-- INFORMATION SUPPLIED follows --

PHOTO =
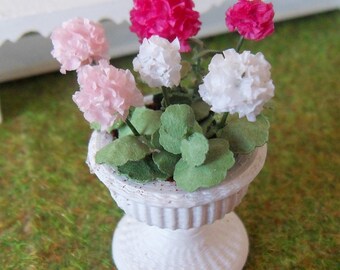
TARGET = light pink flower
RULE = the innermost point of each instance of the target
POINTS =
(77, 42)
(106, 94)
(253, 19)
(166, 18)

-- INFORMATION SUPPLIED concluded --

- WORK INSTRUCTIONS -
All lines of the material above should be returned unchanged, but no pictures should be included.

- SOLUTION TO THIS EXERCISE -
PHOTO =
TARGET = light pink flower
RULE = the innermost point of each instance of the target
POINTS =
(77, 42)
(106, 94)
(253, 19)
(166, 18)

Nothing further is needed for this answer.